== What the task requires ==
Rewrite everything from the item containing "The component shall place one marker per instance of the cabinet" down through the last of the items, replacing "component" with "module" and leaving the rest unchanged.

== The records ==
** begin **
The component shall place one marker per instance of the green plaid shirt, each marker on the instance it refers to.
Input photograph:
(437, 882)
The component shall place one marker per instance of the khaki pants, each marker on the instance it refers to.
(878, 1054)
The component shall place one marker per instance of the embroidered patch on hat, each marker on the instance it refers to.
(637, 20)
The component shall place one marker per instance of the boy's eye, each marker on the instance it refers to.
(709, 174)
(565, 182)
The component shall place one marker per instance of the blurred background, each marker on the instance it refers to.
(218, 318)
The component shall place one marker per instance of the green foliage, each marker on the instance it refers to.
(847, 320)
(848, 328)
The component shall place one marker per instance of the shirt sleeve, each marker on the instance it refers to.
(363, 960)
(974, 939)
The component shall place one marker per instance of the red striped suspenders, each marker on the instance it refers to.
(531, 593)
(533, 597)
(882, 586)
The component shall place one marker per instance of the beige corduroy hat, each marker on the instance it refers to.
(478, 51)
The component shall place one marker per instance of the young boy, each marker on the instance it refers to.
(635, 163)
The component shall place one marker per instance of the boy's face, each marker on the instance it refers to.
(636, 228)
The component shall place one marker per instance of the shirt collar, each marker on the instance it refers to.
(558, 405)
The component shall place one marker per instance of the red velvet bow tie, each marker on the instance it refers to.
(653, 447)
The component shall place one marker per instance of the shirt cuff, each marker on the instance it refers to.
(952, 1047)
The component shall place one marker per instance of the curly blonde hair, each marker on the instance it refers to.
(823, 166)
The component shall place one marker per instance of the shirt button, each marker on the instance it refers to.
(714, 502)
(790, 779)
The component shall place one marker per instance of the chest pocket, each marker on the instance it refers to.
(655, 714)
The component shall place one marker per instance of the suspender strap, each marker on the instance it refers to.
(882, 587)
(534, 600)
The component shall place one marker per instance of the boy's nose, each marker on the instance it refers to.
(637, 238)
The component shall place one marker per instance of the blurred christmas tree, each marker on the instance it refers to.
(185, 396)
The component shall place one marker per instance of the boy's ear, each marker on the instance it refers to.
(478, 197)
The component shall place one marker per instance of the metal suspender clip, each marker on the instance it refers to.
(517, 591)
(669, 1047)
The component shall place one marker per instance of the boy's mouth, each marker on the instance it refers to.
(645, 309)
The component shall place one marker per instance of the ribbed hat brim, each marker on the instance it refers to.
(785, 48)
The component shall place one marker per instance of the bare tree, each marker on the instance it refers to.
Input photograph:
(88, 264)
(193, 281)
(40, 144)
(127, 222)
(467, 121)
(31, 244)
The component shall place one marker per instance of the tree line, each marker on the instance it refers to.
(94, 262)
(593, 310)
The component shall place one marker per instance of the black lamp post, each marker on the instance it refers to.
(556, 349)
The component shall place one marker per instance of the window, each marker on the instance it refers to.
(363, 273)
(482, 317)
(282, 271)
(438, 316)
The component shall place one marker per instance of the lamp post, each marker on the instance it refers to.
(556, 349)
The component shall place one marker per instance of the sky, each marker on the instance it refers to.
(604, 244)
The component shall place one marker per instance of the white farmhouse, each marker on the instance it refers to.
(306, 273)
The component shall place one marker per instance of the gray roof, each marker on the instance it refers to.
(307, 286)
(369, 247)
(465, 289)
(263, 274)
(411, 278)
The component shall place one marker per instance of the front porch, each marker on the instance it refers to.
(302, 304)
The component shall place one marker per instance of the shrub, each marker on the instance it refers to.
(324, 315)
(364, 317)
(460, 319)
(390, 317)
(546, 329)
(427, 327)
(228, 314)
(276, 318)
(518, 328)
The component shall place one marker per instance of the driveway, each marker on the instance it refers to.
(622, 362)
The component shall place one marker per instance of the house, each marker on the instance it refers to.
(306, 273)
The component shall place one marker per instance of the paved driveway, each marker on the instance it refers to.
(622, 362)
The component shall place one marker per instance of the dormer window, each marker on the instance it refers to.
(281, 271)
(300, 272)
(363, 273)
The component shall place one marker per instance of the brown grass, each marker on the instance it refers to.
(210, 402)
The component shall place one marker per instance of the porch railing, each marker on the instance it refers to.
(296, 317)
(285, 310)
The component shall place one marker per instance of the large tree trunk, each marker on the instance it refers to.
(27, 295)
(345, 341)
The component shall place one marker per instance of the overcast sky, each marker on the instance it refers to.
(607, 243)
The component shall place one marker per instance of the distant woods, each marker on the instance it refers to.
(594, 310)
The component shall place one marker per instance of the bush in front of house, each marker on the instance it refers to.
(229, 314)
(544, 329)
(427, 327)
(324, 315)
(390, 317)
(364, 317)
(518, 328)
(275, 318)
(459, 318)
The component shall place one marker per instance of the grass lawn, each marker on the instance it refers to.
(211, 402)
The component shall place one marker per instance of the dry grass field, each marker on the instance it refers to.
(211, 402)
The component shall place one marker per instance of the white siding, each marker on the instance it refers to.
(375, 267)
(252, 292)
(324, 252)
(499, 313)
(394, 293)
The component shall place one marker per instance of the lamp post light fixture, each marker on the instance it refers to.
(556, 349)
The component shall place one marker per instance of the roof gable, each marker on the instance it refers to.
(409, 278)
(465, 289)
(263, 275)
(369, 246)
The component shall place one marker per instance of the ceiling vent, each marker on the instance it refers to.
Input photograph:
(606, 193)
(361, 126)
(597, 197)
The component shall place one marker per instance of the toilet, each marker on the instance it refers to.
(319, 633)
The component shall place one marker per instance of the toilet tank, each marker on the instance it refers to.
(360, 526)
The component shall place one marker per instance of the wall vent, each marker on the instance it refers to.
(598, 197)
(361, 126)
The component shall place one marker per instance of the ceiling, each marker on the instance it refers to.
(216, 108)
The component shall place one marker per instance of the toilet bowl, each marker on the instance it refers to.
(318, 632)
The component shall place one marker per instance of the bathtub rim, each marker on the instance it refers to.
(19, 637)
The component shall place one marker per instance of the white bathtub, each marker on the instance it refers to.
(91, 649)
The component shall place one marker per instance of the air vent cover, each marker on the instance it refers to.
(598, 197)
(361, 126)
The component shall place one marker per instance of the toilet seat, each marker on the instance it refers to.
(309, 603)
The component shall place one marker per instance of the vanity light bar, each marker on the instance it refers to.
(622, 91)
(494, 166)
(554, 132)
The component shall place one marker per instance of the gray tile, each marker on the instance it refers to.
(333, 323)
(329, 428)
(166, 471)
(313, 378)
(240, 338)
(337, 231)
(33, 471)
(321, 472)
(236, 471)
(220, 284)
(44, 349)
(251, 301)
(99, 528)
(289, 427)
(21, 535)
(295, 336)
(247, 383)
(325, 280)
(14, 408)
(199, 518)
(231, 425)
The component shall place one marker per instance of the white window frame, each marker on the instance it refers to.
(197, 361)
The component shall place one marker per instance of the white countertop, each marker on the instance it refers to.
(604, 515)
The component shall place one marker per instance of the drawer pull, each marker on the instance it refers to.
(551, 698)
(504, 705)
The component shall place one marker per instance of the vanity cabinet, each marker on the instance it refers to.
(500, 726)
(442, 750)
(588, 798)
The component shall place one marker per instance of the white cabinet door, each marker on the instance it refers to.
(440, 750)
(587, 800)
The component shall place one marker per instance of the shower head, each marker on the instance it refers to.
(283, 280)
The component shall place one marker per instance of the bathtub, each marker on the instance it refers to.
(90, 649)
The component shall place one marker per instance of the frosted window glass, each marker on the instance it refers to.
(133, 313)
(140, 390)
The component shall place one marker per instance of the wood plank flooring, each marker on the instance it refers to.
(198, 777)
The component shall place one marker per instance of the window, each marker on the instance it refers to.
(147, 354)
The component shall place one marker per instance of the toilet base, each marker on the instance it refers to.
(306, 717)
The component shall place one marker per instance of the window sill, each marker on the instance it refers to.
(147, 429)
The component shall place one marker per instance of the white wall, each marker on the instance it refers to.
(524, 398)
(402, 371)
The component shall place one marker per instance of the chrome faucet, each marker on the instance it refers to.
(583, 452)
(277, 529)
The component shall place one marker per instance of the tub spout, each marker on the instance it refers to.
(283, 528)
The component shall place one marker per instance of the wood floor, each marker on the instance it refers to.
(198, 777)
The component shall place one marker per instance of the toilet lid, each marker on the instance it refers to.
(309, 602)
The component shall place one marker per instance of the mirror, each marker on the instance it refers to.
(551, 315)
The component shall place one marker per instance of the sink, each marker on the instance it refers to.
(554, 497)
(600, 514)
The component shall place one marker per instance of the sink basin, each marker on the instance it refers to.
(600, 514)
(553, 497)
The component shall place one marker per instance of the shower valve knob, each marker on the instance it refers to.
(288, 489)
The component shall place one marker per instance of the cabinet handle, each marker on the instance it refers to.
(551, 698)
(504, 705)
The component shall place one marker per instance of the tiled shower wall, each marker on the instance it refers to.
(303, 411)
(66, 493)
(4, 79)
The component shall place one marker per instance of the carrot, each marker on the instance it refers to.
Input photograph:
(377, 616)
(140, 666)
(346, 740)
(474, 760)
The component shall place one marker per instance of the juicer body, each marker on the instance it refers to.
** end **
== Answer to this exercise ==
The module shall place one marker per instance of the cabinet handle, each marker on the instance it refers to.
(551, 698)
(504, 705)
The module shall place one marker per instance of the tiled shower wall, each marker on the instance it refers to.
(303, 411)
(66, 493)
(4, 79)
The module shall place one marker per instance of the carrot, each marker on the instance it refers to.
Input photograph:
(377, 616)
(140, 666)
(346, 740)
(474, 760)
The module shall place one marker per instance of the juicer body, each marker on the instance it refers to.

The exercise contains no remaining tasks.